Needed from the entries below: every line that holds the word "green".
=== EXERCISE DATA ===
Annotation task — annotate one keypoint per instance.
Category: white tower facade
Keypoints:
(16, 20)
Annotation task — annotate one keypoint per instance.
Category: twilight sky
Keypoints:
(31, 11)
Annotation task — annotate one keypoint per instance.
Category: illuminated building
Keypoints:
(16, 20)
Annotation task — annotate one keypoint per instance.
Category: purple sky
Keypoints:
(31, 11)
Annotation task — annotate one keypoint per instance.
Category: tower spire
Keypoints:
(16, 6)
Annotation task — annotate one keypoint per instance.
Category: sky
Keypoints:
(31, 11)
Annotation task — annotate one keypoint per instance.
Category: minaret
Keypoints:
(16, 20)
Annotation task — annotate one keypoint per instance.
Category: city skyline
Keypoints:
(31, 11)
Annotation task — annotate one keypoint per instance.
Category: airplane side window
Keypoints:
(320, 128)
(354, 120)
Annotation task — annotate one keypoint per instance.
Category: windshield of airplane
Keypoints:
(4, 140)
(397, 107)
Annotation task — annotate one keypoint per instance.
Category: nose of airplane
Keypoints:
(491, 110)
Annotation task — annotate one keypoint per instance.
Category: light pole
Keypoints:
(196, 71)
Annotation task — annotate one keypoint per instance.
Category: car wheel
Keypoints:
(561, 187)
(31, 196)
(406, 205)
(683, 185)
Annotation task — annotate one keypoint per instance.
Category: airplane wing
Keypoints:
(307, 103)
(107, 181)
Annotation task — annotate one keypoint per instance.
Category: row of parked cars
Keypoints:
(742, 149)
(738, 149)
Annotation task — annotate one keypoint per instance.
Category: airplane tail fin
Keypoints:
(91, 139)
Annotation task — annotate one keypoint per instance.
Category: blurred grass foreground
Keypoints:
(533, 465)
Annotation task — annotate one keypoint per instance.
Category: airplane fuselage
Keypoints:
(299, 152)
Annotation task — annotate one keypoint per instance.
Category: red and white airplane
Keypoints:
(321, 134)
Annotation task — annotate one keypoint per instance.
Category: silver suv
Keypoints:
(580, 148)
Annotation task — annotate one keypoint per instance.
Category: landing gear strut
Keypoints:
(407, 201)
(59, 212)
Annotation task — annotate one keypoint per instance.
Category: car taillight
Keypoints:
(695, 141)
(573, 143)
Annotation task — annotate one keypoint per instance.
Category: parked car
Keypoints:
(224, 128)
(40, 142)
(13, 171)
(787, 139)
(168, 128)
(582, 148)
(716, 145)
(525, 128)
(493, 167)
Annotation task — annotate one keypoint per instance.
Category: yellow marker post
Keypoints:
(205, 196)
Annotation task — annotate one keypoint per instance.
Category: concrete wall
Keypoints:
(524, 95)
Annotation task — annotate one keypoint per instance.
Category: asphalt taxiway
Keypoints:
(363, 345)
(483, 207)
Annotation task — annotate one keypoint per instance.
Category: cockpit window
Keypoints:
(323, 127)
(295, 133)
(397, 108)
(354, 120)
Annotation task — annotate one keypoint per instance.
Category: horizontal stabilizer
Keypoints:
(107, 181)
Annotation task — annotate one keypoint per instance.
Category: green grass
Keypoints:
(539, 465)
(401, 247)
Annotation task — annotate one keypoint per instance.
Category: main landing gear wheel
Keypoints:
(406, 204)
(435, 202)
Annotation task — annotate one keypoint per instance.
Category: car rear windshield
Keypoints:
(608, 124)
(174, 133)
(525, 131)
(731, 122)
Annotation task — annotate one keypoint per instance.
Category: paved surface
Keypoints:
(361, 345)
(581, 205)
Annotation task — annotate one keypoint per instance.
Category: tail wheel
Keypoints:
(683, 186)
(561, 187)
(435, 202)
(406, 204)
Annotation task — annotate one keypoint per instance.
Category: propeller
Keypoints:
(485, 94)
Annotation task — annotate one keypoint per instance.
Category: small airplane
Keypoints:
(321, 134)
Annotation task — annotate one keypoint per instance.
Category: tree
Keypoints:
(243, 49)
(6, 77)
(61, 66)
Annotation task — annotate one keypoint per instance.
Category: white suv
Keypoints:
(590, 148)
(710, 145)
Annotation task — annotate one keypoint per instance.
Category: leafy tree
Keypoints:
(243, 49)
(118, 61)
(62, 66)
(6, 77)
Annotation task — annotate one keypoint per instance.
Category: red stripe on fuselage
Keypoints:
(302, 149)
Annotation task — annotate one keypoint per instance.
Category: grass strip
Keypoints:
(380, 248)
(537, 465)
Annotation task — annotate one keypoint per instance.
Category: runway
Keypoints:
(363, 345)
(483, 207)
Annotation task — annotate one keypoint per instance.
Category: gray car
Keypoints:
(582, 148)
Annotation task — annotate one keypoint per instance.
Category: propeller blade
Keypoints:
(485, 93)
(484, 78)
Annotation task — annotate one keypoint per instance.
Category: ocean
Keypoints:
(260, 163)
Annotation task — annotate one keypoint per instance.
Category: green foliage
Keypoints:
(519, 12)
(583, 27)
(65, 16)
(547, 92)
===
§ TASK RESULT
Category: green grass
Category: green foliage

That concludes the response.